* _Instructions to follow_: Where an entry below contains an image, skip the image and copy the rest exactly.

________________________________________

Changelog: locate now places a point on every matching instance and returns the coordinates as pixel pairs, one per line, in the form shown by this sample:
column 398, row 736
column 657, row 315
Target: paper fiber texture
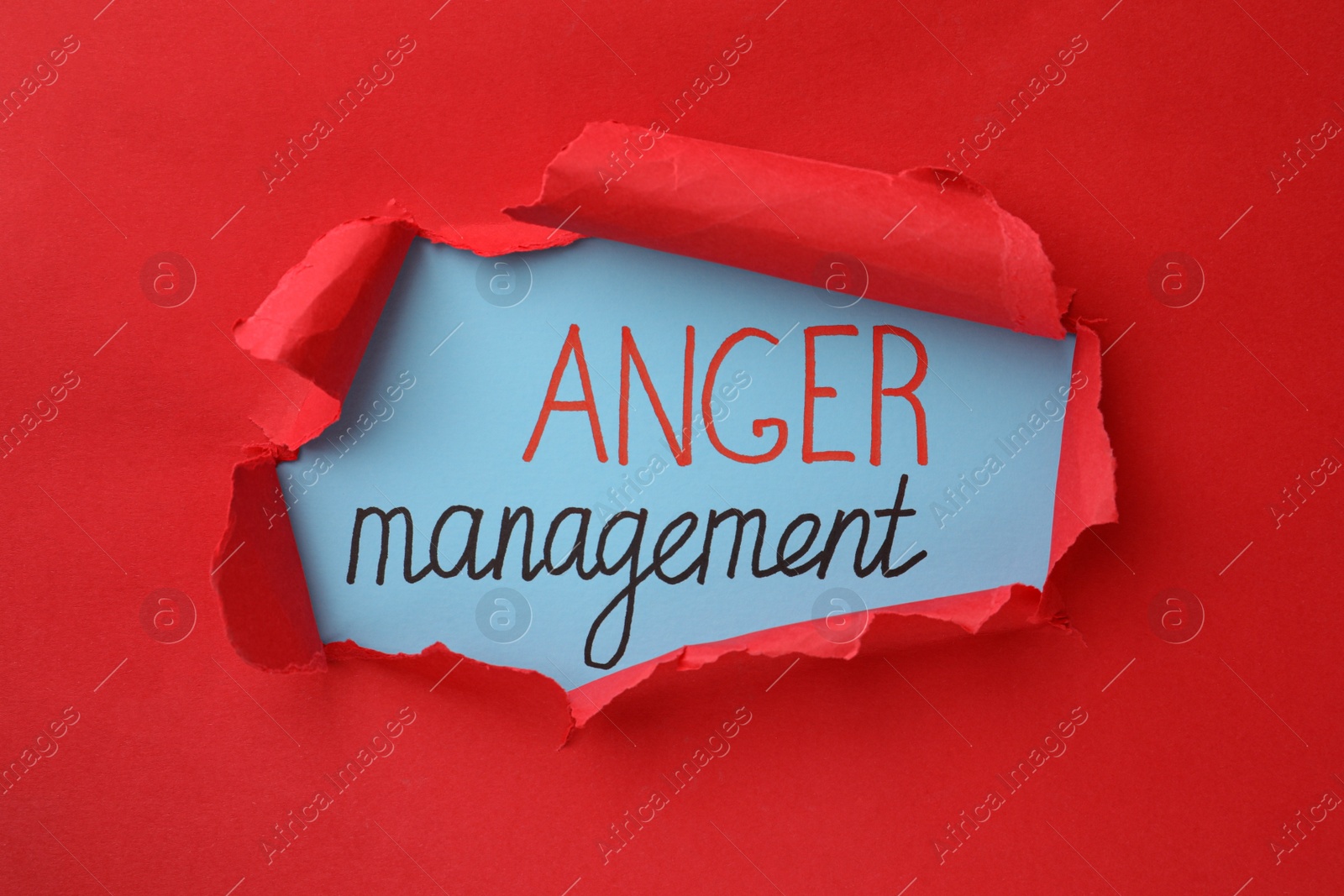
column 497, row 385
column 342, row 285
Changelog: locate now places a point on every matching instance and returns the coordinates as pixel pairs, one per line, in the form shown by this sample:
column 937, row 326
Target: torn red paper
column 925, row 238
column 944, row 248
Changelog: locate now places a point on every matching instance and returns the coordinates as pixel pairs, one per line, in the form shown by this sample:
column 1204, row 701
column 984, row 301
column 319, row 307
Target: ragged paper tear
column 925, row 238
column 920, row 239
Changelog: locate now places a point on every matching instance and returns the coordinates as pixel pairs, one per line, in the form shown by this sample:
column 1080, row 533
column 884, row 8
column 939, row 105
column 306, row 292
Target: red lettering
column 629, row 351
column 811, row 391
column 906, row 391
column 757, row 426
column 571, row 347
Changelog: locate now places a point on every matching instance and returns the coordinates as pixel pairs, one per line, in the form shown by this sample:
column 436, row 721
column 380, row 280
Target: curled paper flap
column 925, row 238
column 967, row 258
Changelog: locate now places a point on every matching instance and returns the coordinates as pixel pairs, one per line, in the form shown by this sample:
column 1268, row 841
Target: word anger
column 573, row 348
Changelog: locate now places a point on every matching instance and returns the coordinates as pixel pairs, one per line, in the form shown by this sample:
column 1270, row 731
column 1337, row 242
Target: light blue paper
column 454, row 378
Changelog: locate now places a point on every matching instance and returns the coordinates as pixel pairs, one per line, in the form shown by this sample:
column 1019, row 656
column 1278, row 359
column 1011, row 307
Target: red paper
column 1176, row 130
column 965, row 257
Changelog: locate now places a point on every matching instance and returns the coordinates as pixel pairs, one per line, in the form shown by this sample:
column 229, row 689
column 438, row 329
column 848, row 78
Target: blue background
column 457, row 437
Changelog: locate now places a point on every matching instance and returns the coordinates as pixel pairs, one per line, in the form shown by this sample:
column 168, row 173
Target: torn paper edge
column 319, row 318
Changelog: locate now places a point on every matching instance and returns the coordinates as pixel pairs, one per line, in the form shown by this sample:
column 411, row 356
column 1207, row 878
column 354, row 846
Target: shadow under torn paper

________________________________________

* _Task answer_:
Changelog: locate now places a point on every matching instance and returns the coordinates as pixel pairs, one per line, in the form shown by this sample:
column 398, row 736
column 657, row 315
Target: paper fiber texture
column 497, row 385
column 342, row 285
Changelog: locate now places a point on every matching instance and returns the coordinates as pixel pairs, one per line, in the form shown by this sample:
column 937, row 326
Target: torn red paper
column 925, row 238
column 944, row 248
Changelog: locate now places a point on every matching instance and returns the coordinates as pixel pairs, one per line, in the form shown by this sample:
column 1204, row 701
column 984, row 301
column 319, row 307
Target: ragged paper tear
column 925, row 238
column 920, row 239
Changelog: locate now places a point on every matching instance and returns the coordinates as pixel pairs, one per line, in the form shown by this sample:
column 1080, row 533
column 884, row 8
column 939, row 105
column 306, row 292
Target: red lettering
column 629, row 351
column 811, row 391
column 906, row 391
column 757, row 426
column 571, row 347
Changelog: locate now places a point on every matching instance and returns the coordinates as pixel pairs, one per line, in the form shown by this sample:
column 436, row 721
column 380, row 280
Target: curled paper flap
column 925, row 238
column 967, row 258
Changelog: locate now places a point on every matching instance and returns the coordinates as pixel pairs, one per line, in the form shown by this sample:
column 1268, row 841
Target: word anger
column 573, row 348
Changelog: locate now places a point on every matching instance and returns the coordinates as pixel pairs, one per line, in the form shown by this sample:
column 1270, row 731
column 1337, row 242
Target: light blue paper
column 454, row 378
Changelog: locate now places a point on every matching instance and returns the coordinates as pixel pairs, one per line, in the form shown by this sample:
column 1019, row 656
column 1278, row 359
column 1011, row 307
Target: red paper
column 1176, row 130
column 965, row 257
Changelog: locate now places a point on every matching instance and returns the coordinates as pixel pairs, one per line, in the form shown by this sample:
column 229, row 689
column 438, row 329
column 848, row 78
Target: blue background
column 457, row 437
Changelog: locate now places a point on every matching instance and returns the coordinates as pixel pairs, one per line, in the form shown by this sample:
column 168, row 173
Target: torn paper edge
column 319, row 318
Changelog: locate now places a point on every matching instance and returns the coordinates as pixel pairs, one per line, in the form shown by this sample:
column 411, row 356
column 1207, row 878
column 354, row 846
Target: shadow under torn paper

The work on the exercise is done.